++++ Исходный текст

Да, это правда, что, когда эти письма стали достоянием гласности, его уже сорок три года не было в живых, и все же первым побуждением, которое испытываешь — виной тому, должно быть, благоговение перед ним и его болью, — остается чувство неловкости и стыда. Я знаю людей, у которых это чувство по мере чтения писем росло, они не могли отделаться от ощущения, что именно в эту область им никак не следовало вторгаться.
Я их очень за это уважаю, но я не из их числа. Меня эти письма захватили так, как уже много лет не увлекало ни одно произведение словесности. И отныне они сами войдут в число тех неизгладимых мемуаров, автобиографий и эпистолярий, чтением которых Кафка столь часто поддерживал свои силы. Он, чьим первейшим, пожалуй, качеством была деликатность, тем не менее не стеснялся снова и снова заглядывать в письма Клейста, Флобера или Хеббеля. В одно из тягчайших мгновений своей жизни он, как утопающий за соломинку, хватается за мысль, что Грильпарцер ровным счетом ничего не испытал, когда наконец усадил Кати Фрёлих** к себе на колени. Против ужаса жизни, который большинством людей, по счастью, осознается лишь иногда, но немногими избранниками, которым волею глубинных сил назначено быть свидетелями, ощущается каждосекундно, есть только одно утешение: сопряженность с ужасом свидетелей-предшественников.
Так что мы и вправду должны быть благодарны Фелиции Бауэр за то, что она сохранила и спасла для нас эти адресованные ей письма, хоть и переступила через самое себя, решившись их продать.
Сказать о них «документ» — значит сказать слишком мало. Это слово годится разве лишь с оговоркой, что так же мы назовем и сокровеннейшие жизненные свидетельства Паскаля, Кьеркегора и Достоевского. Что до меня, то могу сказать лишь одно: в меня эти письма вошли как некая особая, своя жизнь и отныне стали мне такими родными во всей своей загадочности, словно принадлежат мне давным-давно, с той поры, как я пытаюсь вбирать в себя людей целиком, дабы снова и снова постигать их во всей их непостижимости…
Поздним вечером 13 августа 1912 года на квартире у Бродов*** Кафка познакомился с Фелицией Бауэр****. Имеется несколько его высказываний об этой встрече. Первое упоминание обнаруживается в письме Максу Броду от 14 августа. Речь идет о рукописи «Созерцания»*****, которую он накануне принес Броду, чтобы вместе с другом придать ей окончательный вид.

++++++++
++++ Предоставленные материалы

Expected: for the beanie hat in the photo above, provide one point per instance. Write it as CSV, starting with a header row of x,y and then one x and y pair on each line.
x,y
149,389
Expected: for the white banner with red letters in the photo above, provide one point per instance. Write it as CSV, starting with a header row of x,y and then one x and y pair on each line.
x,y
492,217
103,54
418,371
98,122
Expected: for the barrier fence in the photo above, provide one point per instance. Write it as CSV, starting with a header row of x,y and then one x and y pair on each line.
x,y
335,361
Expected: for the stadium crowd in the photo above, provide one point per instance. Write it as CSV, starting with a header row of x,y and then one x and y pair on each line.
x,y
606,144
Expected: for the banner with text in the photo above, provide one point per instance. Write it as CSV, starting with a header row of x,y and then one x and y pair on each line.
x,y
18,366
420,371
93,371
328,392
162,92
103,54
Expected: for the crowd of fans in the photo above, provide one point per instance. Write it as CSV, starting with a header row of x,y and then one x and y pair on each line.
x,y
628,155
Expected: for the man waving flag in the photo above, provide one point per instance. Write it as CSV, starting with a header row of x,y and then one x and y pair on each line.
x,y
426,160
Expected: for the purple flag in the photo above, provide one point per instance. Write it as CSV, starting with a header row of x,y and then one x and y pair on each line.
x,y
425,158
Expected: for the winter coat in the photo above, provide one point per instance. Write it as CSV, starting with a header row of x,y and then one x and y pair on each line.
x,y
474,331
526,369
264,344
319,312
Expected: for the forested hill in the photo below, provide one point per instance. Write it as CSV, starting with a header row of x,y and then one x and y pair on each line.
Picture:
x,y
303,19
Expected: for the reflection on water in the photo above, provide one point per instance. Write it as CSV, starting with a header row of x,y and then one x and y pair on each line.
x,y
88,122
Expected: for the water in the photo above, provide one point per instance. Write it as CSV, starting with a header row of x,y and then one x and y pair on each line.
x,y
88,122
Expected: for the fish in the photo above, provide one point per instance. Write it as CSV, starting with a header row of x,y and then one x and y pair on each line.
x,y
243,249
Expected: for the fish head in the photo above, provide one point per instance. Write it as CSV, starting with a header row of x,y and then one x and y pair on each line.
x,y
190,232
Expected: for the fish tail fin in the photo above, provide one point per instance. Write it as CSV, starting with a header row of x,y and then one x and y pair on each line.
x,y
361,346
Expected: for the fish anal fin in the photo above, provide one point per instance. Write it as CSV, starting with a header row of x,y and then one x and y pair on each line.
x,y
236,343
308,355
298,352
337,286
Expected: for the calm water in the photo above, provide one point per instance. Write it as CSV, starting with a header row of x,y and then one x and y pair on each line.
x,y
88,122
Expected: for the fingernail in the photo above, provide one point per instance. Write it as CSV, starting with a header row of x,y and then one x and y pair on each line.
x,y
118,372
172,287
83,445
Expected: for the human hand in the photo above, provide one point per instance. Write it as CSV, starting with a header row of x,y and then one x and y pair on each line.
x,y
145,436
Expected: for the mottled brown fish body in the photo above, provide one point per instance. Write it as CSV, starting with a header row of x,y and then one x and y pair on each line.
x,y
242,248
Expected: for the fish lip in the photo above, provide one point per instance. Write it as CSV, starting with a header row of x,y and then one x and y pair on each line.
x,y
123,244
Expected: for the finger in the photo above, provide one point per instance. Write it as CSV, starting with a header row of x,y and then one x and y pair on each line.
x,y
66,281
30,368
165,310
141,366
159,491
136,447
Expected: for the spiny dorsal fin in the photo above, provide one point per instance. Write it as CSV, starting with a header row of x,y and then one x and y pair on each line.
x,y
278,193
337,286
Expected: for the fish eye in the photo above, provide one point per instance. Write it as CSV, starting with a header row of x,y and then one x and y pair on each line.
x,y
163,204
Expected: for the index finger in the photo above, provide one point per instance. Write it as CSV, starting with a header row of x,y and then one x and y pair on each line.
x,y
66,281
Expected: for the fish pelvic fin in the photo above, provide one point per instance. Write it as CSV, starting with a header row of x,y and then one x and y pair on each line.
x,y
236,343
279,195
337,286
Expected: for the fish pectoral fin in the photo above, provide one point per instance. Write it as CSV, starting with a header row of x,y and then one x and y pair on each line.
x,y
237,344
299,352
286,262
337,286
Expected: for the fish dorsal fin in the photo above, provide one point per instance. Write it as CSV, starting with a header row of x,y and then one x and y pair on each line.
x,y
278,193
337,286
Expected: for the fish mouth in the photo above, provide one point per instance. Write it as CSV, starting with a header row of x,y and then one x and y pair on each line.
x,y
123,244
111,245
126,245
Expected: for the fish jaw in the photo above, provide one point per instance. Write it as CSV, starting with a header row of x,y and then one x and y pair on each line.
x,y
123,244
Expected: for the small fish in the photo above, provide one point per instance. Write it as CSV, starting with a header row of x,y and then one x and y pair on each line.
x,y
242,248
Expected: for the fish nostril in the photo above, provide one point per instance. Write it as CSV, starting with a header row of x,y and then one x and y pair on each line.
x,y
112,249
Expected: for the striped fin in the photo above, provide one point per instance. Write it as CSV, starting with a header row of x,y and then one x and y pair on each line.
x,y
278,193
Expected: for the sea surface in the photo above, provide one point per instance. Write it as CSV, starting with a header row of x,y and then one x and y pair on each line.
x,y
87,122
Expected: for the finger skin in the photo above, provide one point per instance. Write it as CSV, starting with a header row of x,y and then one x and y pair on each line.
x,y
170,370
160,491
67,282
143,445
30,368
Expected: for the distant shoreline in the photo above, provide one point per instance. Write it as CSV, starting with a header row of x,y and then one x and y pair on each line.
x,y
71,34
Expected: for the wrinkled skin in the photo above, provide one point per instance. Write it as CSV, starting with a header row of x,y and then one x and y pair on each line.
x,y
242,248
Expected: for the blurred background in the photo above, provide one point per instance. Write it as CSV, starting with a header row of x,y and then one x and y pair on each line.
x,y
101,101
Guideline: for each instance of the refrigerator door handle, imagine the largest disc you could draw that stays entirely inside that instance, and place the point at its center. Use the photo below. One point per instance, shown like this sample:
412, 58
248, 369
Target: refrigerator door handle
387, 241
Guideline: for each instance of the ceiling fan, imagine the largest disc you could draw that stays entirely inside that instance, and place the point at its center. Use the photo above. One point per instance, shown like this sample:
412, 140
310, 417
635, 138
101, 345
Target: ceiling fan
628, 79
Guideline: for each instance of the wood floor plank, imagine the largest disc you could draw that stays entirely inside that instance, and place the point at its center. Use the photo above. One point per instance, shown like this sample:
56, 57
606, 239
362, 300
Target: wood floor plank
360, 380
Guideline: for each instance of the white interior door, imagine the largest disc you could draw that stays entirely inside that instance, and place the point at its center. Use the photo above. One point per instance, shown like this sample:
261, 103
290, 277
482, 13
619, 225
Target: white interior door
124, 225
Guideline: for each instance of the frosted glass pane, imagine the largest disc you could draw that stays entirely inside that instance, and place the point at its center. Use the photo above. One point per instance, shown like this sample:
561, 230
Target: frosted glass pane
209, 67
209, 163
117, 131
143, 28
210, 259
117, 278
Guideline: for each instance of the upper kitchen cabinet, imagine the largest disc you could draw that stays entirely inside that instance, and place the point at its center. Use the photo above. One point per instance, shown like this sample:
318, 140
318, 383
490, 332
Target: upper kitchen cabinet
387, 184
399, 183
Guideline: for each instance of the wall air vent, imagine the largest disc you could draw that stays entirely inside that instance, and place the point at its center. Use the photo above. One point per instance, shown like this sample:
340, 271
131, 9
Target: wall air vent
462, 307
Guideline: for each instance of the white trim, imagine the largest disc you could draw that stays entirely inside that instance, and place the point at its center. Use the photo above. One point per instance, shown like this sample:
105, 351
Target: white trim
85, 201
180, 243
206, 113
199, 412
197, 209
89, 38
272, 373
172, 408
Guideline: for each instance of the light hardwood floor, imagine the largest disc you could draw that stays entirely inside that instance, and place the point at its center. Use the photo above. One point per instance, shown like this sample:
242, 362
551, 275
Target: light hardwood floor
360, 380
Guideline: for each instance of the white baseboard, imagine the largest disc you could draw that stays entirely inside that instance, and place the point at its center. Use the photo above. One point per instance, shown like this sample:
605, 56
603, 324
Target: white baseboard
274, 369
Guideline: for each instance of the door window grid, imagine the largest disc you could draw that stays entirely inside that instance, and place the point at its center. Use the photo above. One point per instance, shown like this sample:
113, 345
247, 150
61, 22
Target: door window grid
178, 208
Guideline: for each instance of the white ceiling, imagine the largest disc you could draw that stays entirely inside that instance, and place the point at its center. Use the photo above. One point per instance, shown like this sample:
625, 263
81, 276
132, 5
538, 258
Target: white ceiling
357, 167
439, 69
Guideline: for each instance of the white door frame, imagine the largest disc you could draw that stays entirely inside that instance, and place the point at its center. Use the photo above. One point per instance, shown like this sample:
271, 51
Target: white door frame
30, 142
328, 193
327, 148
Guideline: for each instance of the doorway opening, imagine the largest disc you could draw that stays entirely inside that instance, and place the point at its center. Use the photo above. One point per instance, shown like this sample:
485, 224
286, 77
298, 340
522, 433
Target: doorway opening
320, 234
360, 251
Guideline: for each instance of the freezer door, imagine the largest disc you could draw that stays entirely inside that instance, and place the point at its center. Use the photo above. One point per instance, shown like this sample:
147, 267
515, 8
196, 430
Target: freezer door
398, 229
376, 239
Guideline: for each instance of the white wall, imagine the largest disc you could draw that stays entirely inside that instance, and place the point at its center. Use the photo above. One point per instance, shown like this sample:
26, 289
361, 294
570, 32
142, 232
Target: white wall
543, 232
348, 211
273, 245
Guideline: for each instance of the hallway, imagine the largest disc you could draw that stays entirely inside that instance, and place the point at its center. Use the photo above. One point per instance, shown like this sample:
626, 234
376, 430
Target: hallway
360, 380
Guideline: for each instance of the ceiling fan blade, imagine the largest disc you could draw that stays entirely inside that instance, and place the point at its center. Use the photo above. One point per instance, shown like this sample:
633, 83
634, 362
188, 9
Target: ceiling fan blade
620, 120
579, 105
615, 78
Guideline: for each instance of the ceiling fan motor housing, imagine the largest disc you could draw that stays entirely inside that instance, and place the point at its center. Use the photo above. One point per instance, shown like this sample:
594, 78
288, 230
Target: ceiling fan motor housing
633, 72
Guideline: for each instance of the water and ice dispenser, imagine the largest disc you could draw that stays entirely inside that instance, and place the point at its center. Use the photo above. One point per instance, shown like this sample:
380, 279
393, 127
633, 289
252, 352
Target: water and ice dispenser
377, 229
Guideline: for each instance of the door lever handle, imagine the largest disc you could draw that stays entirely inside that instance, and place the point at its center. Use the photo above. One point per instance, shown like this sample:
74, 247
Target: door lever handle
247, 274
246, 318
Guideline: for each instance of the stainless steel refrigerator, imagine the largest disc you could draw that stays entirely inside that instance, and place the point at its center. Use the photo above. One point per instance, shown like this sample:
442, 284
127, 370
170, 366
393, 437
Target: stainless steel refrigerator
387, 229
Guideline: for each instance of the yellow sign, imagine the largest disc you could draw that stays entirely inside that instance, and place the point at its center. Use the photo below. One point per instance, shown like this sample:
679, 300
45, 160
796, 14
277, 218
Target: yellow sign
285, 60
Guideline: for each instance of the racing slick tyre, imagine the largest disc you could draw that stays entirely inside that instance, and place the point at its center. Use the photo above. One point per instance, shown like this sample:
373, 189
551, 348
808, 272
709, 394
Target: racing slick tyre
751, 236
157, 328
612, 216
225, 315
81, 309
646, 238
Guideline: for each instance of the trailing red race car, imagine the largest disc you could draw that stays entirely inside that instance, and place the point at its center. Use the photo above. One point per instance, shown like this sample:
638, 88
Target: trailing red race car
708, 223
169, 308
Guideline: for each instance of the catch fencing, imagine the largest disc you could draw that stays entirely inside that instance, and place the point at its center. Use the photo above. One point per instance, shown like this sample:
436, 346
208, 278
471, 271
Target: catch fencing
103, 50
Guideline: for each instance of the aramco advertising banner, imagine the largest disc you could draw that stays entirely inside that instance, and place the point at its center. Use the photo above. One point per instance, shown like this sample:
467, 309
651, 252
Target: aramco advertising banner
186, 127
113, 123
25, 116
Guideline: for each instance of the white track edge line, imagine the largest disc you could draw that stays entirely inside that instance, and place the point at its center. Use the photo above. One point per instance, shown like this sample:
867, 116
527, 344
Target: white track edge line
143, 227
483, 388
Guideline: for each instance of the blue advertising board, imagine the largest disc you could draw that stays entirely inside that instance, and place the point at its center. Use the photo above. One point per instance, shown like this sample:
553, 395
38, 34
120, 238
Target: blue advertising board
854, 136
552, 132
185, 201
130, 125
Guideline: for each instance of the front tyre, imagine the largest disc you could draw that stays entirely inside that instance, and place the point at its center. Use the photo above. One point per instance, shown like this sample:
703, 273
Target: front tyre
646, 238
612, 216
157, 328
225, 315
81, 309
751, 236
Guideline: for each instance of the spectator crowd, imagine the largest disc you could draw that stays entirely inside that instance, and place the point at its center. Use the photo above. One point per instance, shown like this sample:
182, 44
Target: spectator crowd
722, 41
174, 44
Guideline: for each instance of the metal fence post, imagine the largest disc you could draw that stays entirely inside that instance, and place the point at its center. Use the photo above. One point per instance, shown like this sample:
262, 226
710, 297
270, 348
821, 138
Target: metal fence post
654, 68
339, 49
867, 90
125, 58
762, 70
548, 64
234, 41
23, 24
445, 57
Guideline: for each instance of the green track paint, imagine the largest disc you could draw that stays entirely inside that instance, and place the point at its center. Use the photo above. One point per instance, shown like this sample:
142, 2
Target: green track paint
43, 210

++++++++

Пожалуйста, ответьте по тексту о письмах Кафки:
(а) Чьи письма, по словам текста, Кафка не стеснялся снова и снова читать?
(б) С чьими сокровеннейшими жизненными свидетельствами текст ставит эти письма в один ряд?
(в) Когда и где Кафка познакомился с Фелицией Бауэр?
Отвечать нужно только по тексту.

(а) Письма Клейста, Флобера и Хеббеля.
(б) Со свидетельствами Паскаля, Кьеркегора и Достоевского.
(в) Поздним вечером 13 августа 1912 года на квартире у Бродов.